*** Opening of DATASET ***

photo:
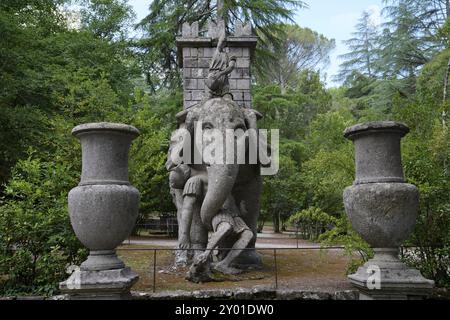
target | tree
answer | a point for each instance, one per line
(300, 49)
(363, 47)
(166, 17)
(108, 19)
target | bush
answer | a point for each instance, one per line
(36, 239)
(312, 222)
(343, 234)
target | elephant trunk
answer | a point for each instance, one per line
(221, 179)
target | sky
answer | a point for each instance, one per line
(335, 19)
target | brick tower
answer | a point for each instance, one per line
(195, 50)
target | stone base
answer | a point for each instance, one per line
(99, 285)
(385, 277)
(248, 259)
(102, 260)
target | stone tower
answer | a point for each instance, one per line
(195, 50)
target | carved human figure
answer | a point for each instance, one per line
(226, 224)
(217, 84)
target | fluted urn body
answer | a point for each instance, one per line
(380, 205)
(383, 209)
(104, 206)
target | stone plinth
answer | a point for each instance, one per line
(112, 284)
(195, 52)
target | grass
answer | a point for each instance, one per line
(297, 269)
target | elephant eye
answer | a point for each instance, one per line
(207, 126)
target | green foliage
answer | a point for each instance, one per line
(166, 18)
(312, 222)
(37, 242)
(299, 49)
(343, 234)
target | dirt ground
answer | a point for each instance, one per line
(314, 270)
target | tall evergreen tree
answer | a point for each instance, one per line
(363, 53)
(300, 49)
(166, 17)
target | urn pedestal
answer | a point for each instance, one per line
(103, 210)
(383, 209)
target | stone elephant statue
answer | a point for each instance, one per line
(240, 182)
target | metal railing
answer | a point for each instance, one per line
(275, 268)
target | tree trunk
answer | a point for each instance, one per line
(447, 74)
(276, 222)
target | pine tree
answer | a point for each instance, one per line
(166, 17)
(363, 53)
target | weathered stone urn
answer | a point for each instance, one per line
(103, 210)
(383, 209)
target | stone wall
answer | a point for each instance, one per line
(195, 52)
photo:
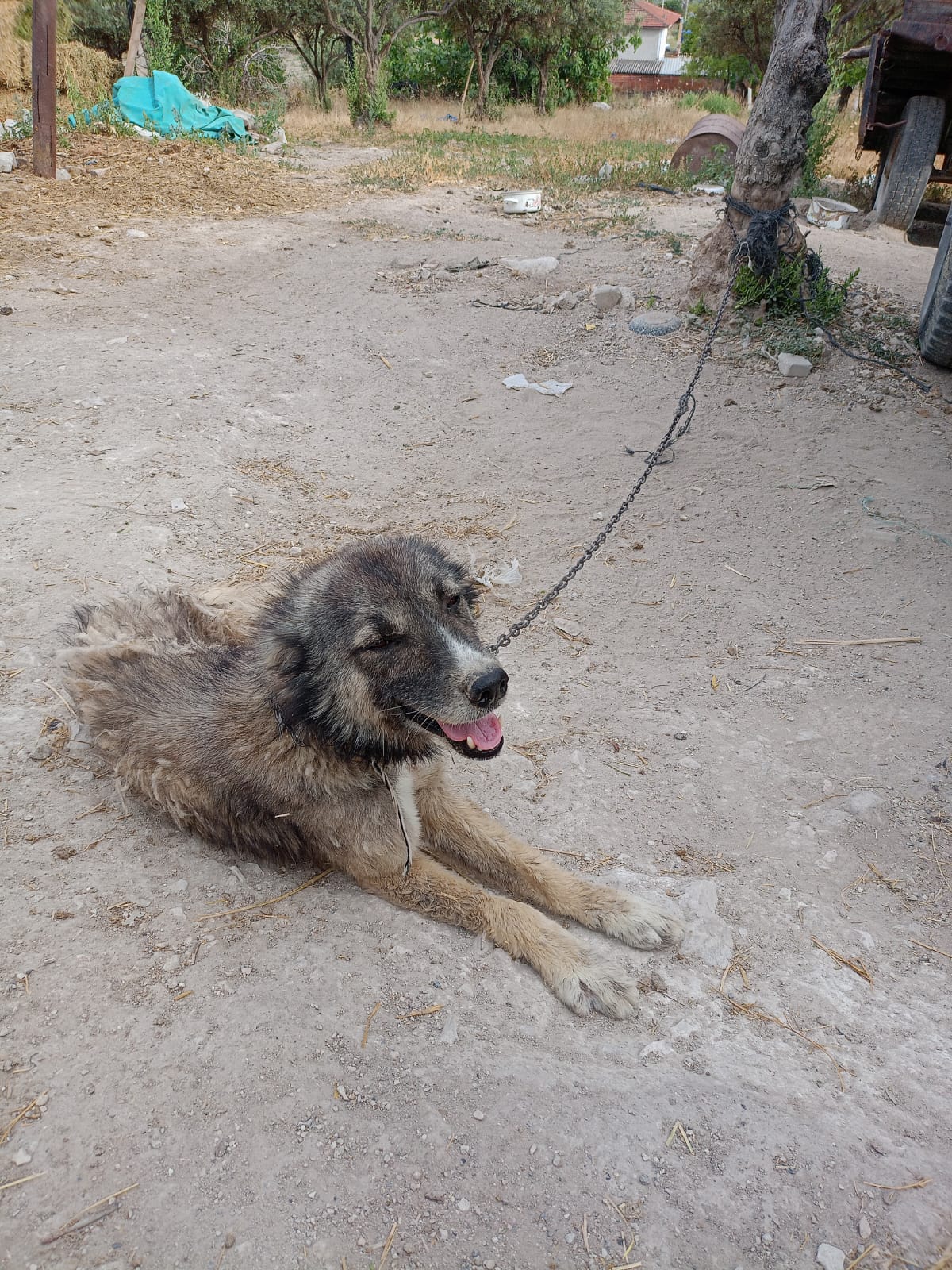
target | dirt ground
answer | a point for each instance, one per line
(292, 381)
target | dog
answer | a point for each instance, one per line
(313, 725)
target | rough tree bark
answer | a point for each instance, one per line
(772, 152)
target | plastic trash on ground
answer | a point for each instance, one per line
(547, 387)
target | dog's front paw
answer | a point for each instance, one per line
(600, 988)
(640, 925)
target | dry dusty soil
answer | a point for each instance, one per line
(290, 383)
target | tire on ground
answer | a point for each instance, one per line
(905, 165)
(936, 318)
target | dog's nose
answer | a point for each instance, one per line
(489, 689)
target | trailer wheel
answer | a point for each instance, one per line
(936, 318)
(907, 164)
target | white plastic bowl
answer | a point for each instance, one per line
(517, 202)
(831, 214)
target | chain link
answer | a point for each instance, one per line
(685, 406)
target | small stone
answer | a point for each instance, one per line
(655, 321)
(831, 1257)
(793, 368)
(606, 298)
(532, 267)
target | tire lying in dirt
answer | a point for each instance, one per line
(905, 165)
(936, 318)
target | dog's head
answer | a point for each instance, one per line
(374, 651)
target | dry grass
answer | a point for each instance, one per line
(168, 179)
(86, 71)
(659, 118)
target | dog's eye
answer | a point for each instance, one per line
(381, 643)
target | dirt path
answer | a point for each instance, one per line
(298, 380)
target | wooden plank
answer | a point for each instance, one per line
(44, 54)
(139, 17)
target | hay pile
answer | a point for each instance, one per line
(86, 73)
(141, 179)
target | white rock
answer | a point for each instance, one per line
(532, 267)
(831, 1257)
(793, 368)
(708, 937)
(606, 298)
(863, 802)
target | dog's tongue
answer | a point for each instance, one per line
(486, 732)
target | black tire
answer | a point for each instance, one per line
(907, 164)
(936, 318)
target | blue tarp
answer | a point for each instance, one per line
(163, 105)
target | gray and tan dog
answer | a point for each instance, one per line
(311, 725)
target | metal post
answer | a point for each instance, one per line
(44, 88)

*** Close of DATASET ***

Report every line of the entries that carries the word "tire".

*THE COMPLETED TASK*.
target | tire on ground
target | tire lying in dirt
target | black tire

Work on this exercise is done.